Évidemment, la France de Macron, en tant que bagage accompagné de l’OTAN et des USA, voit passer un train décisif dont les pilotes ne l’apprécient guère. Mais je dis à mes lecteurs de retenir la date où la décision sera prise. Elle sera le pendant, dans le temps de l’Histoire, de celle du 15 août 1971. Date à laquelle Nixon abolit la parité dollar-or. Dormez bien, les lecteurs des médias de l’officialité. La vie est ailleurs.
Il faut prendre au sérieux les propos de Nicolas Sarkozy à propos de la Russie, et plus encore ceux à propos de la dédiabolisation de Marine Le Pen. Non pour les approuver, mais pour en tirer des leçons.
Sur la Russie, on doit admettre des espaces d’opinions contradictoires, qui soient en quelque sorte des pauses dans la propagande de guerre pour réfléchir de façon ouverte. Pas de risque. La propagande est très bien faite médiatiquement : pas une faille sur les plateaux. Même quand y vont des gens dont on connait les convictions bien plus nuancées que leur propos. Et la cohésion des Français est assez largement garantie par le fait que personne en France n’approuve une invasion armée entre voisins en Europe. C’est la position du mouvement Insoumis depuis la première heure de l’invasion. Depuis cette date, les bavards prennent la pose, et le mouvement Insoumis de son côté accueille des opposants russes socialistes anti-guerre. Seul à gauche à faire quelque chose de concret.
Politiquement, le bilan de cette invasion est absolument désastreux pour tous ceux qui voyait dans le rattachement de la Russie à l’Europe la clef d’un nouveau monde, non enfermé dans le choix entre USA et Chine. Depuis cette invasion, deux pays hier neutres ont rejoint l’OTAN, et toute l’Europe est plus atlantiste que jamais. La ligne Poutine est un échec total. Pourtant le message français est inaudible. Les errements de la France de Macron n’ont rien arrangé : un jour il prône une « équidistance » entre Chine et USA, l’autre il regrette l’exclusion humiliante de notre pays d’une absurde coalition anti-chinoise grotesque, comme celle qui nous a été infligée par les USA, l’Australie et la Nouvelle-Zélande.

* _MATÉRIEL FOURNI_:
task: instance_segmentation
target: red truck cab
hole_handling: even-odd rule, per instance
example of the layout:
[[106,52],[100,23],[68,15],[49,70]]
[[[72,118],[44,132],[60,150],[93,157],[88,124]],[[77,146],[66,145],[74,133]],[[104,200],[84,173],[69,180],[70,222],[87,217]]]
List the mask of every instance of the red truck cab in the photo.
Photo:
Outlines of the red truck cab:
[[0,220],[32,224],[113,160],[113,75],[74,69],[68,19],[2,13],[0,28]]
--
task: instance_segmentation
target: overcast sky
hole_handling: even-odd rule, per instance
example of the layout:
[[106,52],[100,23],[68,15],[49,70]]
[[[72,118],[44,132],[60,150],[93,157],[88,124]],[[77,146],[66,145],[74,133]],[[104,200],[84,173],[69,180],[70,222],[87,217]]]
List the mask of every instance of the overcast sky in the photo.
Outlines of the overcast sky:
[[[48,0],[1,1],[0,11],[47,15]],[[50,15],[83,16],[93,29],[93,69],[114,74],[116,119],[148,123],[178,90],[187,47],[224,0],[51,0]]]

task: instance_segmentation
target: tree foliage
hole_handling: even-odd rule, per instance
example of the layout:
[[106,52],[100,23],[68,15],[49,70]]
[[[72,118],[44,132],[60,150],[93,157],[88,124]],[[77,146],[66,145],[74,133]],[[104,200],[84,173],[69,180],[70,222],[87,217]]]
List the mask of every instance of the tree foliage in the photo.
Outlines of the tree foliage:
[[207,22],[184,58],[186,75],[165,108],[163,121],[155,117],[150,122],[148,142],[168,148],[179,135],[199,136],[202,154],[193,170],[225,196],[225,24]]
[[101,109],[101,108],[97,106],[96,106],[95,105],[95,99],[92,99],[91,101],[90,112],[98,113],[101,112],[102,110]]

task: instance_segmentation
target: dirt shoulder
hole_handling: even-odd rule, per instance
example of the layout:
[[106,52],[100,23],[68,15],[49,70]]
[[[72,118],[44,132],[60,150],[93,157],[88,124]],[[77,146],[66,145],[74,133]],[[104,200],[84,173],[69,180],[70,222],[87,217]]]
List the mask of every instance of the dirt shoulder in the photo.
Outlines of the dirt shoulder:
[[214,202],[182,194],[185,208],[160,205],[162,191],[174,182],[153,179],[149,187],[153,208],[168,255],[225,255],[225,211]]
---
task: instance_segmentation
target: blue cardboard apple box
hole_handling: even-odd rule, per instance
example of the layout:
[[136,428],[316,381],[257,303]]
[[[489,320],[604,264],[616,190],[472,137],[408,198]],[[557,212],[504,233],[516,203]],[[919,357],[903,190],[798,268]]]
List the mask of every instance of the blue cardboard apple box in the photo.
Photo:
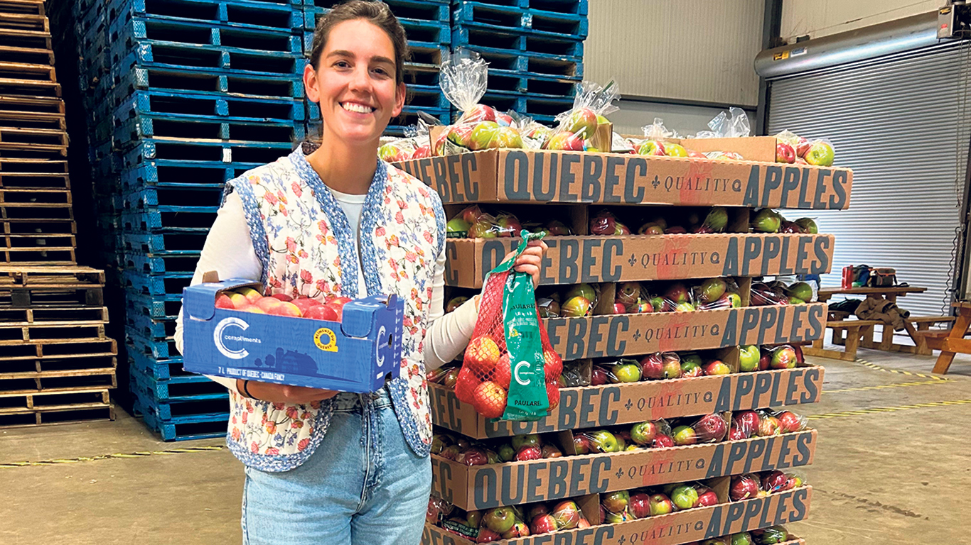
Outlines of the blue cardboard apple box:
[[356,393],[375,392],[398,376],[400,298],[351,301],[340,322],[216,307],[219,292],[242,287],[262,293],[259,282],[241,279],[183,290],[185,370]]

* _TÂCHES ET EXERCICES_:
a – Relevez tous les noms de personnes mentionnés dans l'extrait.
b – Reproduisez textuellement tout le passage de l'extrait qui va de « Évidemment, la France » jusqu'à « vie est ailleurs. ».
Le matériel fourni ne joue aucun rôle ici.

* _RÉPONSES FOURNIES_:
a – Macron, Nixon, Nicolas Sarkozy, Marine Le Pen, Poutine

b –
Évidemment, la France de Macron, en tant que bagage accompagné de l’OTAN et des USA, voit passer un train décisif dont les pilotes ne l’apprécient guère. Mais je dis à mes lecteurs de retenir la date où la décision sera prise. Elle sera le pendant, dans le temps de l’Histoire, de celle du 15 août 1971. Date à laquelle Nixon abolit la parité dollar-or. Dormez bien, les lecteurs des médias de l’officialité. La vie est ailleurs.